### Text for analysis:
*-*-*

AP Photo/Mark Humphrey
This Aug. 14, 2012 file photo shows a Home Depot store in Nashville, Tenn. On Tuesday, Sept. 2, 2014, the home improvement retailer said that it's looking into "unusual activity" and that it's working with both banks and law enforcement after suspicions of a credit card data breach. (AP Photo/Mark Humphrey) The Associated Press
Home Depot is offering free credit monitoring and identity protection services to customers who may have been affected by a possible credit card breach.
Suspicions of a credit card breach first emerged this week after cybersecurity journalist Brian Krebs reported that fraudulent credit cards possibly linked to Home Depot sales started showing up for sale on black market website rescator.cc.
The company confirmed it was looking into a possible breach on Tuesday, before adding more detail on Wednesday, in a statement carefully constructed to confirm the chain is investigating the matter — but still leaving the door open to the possibility that their network has not, in fact, been compromised.
Home Depot's "forensics and security teams have been working around the clock since we first became aware of a potential breach Tuesday morning," the chain told CBC News.
"It’s important to note that in the event we determine there has been a data breach, our customers will not be responsible for any possible fraudulent charges," Home Depot said. "The financial institution that issued the card or Home Depot are responsible for those charges," adding that it would offer free identity protection services, including credit monitoring, to any potentially impacted customers.
Home Depot also urges all of its customers to monitor their accounts and let their banks know if they notice any unusual activity.
It's still unclear, however, if any of the chain's Canadian customers might be affected. Home Depot has at least 180 locations in Canada.
If a breach is confirmed, it would make Home Depot the latest retailer ensnared in an expensive security breach, following the footsteps of companies such as Target, which earlier this year had account information from as many as 70 million customers stolen.
In Target's breach, the chain's Canadian stores themselves weren't affected. But some Canadian customers who crossed the border into the U.S. and shopped there during the busy holiday shopping season were impacted.

*-*-*

### Records supplied:
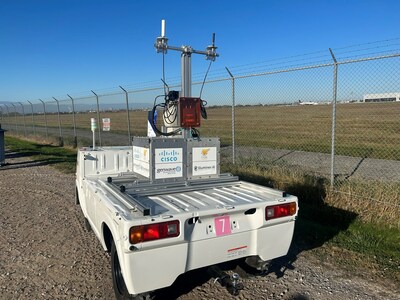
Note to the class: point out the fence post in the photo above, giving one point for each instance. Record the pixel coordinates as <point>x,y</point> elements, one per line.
<point>98,117</point>
<point>127,113</point>
<point>75,142</point>
<point>23,116</point>
<point>15,115</point>
<point>8,115</point>
<point>61,140</point>
<point>333,118</point>
<point>233,116</point>
<point>45,118</point>
<point>33,119</point>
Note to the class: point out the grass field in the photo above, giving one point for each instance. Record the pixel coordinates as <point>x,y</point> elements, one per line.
<point>369,235</point>
<point>362,129</point>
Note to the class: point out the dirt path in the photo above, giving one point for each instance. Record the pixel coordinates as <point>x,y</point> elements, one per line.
<point>46,254</point>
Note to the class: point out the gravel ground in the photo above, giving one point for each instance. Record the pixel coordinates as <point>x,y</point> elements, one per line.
<point>46,254</point>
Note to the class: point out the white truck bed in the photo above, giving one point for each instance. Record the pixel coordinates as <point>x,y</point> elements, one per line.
<point>219,219</point>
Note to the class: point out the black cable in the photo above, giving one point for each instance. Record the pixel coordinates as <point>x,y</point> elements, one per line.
<point>163,80</point>
<point>156,130</point>
<point>205,77</point>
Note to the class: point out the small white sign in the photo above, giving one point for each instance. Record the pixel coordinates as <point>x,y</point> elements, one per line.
<point>141,168</point>
<point>106,124</point>
<point>204,161</point>
<point>204,168</point>
<point>141,153</point>
<point>150,131</point>
<point>141,160</point>
<point>204,153</point>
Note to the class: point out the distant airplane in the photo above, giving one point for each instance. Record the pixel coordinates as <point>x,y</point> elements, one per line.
<point>307,103</point>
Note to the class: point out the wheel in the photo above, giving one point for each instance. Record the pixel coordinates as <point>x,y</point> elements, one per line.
<point>121,292</point>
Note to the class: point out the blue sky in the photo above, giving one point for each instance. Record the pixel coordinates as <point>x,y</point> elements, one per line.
<point>54,47</point>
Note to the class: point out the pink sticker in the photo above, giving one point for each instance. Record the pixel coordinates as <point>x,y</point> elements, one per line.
<point>222,225</point>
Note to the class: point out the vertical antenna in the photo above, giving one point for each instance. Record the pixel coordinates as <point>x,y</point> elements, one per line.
<point>162,28</point>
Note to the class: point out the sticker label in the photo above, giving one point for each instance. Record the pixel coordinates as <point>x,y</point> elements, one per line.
<point>168,155</point>
<point>168,171</point>
<point>204,153</point>
<point>168,163</point>
<point>237,252</point>
<point>222,225</point>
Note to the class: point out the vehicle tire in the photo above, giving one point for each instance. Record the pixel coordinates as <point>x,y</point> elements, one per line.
<point>120,290</point>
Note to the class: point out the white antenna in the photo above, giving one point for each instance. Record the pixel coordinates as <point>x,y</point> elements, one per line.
<point>162,28</point>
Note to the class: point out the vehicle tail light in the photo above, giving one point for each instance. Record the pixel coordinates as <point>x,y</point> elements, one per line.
<point>151,232</point>
<point>280,210</point>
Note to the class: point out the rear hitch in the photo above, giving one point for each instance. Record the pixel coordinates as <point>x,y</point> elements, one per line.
<point>232,283</point>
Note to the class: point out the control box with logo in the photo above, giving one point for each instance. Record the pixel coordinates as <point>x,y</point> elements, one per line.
<point>175,159</point>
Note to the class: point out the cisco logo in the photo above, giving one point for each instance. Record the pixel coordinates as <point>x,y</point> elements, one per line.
<point>168,156</point>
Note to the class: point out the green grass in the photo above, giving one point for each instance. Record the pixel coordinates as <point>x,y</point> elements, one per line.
<point>363,129</point>
<point>324,222</point>
<point>367,238</point>
<point>62,159</point>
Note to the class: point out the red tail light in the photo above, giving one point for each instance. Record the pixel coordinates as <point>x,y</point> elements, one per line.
<point>280,210</point>
<point>151,232</point>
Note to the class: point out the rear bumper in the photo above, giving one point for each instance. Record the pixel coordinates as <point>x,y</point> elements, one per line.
<point>152,269</point>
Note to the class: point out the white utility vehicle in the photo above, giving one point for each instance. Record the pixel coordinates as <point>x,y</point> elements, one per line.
<point>161,207</point>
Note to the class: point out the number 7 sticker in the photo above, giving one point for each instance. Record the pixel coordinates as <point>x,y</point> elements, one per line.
<point>222,225</point>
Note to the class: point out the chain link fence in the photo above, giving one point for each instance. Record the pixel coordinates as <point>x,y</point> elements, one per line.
<point>336,119</point>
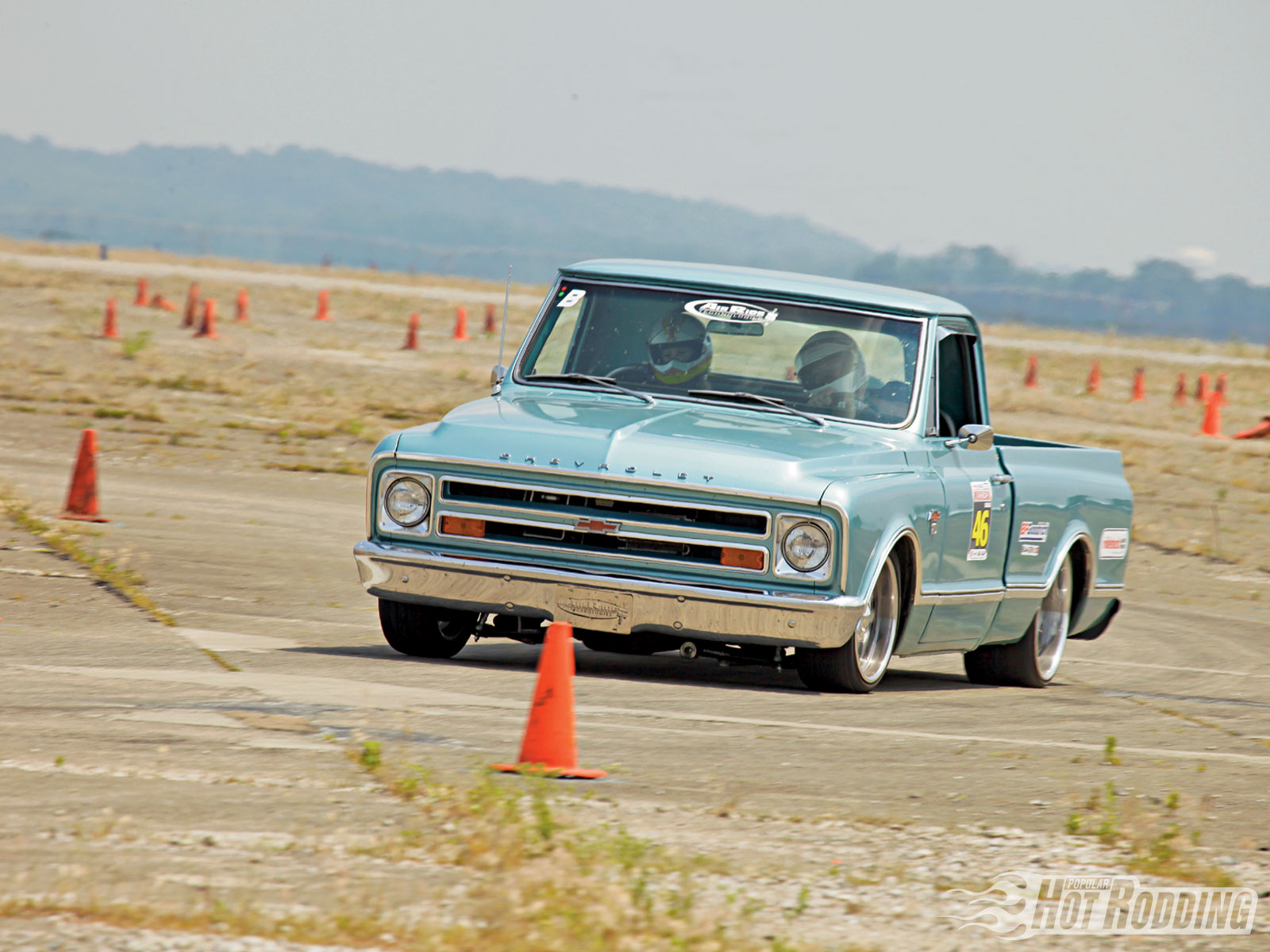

*-*-*

### What needs to be done:
Reproduce the passage from the Home Depot breach article above, starting at "Home Depot also" and ending at "season were impacted.".

### Response:
Home Depot also urges all of its customers to monitor their accounts and let their banks know if they notice any unusual activity.
It's still unclear, however, if any of the chain's Canadian customers might be affected. Home Depot has at least 180 locations in Canada.
If a breach is confirmed, it would make Home Depot the latest retailer ensnared in an expensive security breach, following the footsteps of companies such as Target, which earlier this year had account information from as many as 70 million customers stolen.
In Target's breach, the chain's Canadian stores themselves weren't affected. But some Canadian customers who crossed the border into the U.S. and shopped there during the busy holiday shopping season were impacted.